── MATERIAL FOR THIS EXERCISE ──

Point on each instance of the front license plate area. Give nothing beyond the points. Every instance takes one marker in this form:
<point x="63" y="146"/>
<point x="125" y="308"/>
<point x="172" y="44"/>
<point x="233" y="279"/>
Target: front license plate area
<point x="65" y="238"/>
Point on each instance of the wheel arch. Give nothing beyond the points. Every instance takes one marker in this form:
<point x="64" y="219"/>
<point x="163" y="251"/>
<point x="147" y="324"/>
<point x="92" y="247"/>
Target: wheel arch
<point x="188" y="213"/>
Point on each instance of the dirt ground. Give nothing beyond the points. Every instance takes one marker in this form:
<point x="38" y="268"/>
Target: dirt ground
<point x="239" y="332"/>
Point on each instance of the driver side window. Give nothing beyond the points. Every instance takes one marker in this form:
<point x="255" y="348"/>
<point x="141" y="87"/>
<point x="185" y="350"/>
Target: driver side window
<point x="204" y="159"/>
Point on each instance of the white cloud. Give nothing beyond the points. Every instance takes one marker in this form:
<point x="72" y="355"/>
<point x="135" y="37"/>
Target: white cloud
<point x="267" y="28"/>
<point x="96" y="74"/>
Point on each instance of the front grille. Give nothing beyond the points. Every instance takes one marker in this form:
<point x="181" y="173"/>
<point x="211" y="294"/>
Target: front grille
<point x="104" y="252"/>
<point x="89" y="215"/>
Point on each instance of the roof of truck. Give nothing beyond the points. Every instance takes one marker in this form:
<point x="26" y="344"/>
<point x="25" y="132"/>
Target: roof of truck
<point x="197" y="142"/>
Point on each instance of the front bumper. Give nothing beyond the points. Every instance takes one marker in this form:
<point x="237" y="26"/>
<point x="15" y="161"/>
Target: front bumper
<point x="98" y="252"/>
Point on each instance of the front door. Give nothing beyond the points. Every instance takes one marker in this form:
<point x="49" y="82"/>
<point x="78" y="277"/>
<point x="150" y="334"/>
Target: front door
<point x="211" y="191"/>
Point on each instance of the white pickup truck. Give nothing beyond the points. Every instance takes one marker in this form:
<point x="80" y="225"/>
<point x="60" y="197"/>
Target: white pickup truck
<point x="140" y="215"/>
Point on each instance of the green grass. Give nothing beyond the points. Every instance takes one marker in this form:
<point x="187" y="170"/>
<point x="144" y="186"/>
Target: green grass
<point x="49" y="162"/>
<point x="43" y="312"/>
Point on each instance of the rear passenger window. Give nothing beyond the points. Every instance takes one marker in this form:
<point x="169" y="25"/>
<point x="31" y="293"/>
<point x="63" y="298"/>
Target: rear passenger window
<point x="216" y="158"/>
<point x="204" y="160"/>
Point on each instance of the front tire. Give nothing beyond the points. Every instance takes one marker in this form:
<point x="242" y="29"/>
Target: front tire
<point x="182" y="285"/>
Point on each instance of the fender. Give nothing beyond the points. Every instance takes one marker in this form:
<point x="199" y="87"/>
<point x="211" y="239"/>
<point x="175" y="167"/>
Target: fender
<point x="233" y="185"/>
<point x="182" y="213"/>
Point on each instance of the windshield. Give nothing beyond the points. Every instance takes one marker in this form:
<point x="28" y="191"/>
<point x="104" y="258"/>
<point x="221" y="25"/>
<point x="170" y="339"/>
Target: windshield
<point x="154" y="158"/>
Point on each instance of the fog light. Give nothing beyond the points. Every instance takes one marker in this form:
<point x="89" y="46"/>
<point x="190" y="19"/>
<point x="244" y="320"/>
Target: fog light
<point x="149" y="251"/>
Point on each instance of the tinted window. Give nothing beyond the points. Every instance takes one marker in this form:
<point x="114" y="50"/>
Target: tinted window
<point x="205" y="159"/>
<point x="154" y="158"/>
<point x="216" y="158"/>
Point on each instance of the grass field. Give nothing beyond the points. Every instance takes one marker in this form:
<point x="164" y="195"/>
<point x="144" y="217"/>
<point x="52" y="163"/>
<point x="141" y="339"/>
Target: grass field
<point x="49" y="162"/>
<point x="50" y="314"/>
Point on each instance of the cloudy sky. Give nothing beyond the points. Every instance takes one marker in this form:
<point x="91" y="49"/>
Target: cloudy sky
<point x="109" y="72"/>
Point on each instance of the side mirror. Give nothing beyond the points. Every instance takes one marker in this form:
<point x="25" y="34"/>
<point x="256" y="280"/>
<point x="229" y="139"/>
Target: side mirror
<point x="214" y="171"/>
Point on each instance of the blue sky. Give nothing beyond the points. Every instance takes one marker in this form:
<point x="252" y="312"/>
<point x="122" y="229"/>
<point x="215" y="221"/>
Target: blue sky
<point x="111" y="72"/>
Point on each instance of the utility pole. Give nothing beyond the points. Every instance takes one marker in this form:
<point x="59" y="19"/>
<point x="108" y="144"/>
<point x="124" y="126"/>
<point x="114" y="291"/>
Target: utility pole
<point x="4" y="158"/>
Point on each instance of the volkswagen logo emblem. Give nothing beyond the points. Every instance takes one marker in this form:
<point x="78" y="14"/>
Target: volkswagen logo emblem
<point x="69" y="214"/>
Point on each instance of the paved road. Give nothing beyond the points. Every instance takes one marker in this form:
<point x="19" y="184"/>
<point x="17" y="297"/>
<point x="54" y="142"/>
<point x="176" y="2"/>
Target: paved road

───

DESCRIPTION OF THE TASK
Find every line in the entries that includes the word "road", then state how many there are and nothing else.

TASK ANSWER
2